**Records shown**
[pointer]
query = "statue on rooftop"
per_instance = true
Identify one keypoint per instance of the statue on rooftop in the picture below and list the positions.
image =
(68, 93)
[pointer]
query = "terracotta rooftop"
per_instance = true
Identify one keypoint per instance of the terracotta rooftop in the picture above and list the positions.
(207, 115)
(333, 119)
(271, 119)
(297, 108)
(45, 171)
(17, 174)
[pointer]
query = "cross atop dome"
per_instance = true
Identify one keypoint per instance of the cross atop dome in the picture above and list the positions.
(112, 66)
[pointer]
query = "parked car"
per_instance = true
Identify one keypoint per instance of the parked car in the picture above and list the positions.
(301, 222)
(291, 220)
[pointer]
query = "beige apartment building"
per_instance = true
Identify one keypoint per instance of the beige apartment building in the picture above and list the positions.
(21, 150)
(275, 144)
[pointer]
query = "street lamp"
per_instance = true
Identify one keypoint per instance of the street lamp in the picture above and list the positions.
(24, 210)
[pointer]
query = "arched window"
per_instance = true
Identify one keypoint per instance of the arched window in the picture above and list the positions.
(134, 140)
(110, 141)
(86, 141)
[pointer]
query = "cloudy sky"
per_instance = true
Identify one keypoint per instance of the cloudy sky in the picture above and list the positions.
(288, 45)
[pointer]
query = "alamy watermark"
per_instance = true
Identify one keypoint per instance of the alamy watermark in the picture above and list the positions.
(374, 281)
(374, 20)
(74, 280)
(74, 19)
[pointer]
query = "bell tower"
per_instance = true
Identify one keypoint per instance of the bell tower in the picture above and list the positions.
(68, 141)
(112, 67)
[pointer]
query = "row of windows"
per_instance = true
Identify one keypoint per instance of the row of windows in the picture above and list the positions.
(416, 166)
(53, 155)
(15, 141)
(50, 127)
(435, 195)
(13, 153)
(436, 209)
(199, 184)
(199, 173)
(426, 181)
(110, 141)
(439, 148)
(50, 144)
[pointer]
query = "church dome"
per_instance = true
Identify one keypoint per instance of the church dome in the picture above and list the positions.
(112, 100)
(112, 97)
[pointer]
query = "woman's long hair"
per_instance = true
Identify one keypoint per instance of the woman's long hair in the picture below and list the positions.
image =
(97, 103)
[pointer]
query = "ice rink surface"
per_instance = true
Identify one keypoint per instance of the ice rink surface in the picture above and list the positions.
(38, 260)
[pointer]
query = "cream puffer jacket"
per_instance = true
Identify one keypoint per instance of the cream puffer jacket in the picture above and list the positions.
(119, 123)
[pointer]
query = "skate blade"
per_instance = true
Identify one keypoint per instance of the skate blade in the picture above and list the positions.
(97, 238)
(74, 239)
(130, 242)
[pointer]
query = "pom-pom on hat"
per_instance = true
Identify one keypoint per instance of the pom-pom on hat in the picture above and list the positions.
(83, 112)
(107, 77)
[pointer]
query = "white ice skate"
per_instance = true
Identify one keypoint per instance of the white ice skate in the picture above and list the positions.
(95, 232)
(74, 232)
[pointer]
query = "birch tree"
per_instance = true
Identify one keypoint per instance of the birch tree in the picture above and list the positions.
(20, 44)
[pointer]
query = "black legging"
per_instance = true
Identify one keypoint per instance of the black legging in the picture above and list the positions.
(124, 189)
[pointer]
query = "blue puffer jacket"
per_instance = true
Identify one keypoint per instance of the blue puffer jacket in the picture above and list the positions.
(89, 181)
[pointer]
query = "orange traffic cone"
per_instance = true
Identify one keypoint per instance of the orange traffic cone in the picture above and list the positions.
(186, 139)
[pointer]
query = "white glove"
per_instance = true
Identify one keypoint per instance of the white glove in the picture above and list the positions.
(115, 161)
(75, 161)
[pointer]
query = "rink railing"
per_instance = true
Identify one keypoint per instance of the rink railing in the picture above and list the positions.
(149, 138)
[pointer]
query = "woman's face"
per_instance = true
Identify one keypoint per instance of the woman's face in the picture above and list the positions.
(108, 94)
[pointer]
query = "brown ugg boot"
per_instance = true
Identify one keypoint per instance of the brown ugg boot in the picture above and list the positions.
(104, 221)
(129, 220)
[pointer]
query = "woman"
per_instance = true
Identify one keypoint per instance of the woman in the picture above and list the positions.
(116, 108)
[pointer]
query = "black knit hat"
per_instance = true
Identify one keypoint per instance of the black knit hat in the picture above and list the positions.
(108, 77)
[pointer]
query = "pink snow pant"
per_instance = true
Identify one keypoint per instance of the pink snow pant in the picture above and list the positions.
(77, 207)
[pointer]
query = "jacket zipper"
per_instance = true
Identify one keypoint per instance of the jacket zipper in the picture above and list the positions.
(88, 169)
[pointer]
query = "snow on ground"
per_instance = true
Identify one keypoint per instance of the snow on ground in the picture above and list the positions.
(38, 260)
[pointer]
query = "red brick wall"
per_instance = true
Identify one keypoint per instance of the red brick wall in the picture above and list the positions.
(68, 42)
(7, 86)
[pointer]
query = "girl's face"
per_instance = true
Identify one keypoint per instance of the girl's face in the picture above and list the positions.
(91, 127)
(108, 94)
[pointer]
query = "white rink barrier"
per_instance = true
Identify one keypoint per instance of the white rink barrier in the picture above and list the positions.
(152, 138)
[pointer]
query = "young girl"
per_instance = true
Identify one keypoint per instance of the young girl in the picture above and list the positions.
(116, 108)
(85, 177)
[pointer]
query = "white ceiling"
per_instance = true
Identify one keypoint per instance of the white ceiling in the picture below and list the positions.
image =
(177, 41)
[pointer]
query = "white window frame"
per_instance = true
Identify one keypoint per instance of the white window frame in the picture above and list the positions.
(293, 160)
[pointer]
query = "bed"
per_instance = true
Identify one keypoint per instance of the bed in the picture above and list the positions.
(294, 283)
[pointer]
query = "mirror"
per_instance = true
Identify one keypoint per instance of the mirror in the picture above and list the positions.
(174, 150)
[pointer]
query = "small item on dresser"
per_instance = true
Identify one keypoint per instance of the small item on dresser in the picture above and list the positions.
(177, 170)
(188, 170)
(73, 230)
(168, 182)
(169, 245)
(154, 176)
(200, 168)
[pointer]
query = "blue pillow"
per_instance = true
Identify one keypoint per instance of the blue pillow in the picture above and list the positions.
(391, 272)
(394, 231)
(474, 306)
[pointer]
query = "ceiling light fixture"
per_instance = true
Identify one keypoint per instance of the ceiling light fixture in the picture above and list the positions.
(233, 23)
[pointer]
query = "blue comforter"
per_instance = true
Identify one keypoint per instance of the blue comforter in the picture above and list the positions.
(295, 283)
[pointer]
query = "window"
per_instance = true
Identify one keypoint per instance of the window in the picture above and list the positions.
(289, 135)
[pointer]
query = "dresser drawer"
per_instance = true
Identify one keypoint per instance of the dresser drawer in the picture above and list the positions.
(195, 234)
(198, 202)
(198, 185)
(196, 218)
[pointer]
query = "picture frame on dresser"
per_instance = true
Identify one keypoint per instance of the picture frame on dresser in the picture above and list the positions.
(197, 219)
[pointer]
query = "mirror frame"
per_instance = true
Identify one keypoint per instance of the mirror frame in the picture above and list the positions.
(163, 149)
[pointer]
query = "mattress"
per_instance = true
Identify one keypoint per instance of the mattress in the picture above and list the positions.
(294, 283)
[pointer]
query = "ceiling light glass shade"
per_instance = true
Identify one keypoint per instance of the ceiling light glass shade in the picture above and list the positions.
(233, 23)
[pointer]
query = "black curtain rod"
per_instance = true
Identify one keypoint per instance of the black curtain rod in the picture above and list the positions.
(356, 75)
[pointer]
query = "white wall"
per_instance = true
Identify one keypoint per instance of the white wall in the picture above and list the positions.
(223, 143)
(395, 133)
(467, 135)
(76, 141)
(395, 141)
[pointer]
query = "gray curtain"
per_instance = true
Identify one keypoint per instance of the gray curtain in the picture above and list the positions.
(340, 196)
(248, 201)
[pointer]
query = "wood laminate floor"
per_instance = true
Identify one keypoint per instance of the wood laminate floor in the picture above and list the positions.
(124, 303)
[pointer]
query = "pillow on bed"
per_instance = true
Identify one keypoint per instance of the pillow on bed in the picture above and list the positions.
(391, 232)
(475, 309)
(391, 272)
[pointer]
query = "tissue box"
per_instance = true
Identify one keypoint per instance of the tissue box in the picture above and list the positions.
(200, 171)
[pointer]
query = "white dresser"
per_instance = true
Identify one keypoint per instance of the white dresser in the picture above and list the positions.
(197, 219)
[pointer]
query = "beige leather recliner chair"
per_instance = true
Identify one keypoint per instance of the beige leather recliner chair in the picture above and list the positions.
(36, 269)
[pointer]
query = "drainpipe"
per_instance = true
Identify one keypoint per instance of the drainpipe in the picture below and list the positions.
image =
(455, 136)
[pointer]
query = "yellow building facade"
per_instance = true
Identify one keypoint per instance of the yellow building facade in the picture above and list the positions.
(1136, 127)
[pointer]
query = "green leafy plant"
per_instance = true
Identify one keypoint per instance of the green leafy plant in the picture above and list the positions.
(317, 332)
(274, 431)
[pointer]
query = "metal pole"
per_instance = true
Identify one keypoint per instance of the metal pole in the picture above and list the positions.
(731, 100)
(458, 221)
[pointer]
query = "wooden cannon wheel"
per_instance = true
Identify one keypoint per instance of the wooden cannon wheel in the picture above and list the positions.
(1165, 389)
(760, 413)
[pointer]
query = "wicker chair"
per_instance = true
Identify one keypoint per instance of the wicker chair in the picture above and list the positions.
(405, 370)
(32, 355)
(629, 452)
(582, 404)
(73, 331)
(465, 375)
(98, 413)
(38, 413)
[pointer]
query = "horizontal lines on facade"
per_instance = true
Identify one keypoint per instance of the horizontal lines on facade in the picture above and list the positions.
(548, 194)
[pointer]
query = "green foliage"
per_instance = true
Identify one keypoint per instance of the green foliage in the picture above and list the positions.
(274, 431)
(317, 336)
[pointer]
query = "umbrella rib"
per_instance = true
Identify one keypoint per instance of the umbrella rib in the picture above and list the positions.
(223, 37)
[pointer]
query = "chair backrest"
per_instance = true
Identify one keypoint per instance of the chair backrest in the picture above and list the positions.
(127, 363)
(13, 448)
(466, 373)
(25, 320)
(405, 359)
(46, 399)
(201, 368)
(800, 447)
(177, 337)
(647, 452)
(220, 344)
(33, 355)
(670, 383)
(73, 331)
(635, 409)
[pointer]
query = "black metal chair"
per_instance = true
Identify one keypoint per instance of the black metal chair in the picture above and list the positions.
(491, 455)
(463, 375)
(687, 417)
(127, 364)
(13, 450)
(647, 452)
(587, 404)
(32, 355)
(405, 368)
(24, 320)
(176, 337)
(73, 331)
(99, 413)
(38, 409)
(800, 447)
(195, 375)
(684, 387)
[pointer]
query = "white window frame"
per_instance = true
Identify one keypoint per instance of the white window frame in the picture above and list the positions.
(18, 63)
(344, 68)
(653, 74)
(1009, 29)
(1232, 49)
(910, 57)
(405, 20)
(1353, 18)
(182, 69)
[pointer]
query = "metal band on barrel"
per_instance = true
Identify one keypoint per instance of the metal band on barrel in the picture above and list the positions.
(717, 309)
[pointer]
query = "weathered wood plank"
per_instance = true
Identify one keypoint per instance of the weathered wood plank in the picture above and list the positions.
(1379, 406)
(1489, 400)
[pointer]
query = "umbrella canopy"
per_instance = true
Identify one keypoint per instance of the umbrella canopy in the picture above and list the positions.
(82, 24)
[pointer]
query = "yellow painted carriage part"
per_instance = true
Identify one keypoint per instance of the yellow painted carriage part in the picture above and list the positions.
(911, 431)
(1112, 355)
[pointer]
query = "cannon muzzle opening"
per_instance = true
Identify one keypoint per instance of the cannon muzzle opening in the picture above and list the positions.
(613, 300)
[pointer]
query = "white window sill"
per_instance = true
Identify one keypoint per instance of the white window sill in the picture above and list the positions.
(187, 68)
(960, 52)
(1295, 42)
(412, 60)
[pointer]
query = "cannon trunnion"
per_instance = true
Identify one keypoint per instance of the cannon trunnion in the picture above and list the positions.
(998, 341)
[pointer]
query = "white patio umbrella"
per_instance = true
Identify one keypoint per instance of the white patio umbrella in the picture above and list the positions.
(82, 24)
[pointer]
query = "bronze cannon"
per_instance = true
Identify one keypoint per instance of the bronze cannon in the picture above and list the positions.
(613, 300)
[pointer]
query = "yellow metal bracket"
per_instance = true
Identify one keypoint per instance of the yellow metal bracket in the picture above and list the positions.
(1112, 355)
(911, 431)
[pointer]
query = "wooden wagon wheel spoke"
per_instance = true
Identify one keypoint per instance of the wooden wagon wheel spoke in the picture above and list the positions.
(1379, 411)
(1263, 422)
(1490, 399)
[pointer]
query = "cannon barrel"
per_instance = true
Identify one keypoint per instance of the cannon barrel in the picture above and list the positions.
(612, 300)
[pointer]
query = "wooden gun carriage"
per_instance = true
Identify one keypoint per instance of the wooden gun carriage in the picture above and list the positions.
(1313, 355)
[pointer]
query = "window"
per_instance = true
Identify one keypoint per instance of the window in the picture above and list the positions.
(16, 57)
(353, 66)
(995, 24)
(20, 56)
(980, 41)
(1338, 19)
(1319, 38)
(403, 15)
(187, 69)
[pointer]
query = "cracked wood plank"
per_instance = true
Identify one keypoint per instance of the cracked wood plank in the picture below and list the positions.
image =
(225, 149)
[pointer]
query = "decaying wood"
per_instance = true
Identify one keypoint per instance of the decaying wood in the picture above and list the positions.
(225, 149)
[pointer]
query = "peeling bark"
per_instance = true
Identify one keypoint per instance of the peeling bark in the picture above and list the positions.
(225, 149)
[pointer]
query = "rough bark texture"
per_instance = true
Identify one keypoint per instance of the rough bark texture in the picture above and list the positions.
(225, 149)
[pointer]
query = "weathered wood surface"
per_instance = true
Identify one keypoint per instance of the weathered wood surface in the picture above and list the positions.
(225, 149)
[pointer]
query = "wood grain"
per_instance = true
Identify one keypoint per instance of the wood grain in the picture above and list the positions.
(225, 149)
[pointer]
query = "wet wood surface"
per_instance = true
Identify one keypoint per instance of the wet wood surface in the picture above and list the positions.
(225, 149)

**What the exercise asks**
Count the lines above that contain the string "railing", treating uppercase and lowercase as different. Reply with the number alone.

**Result**
2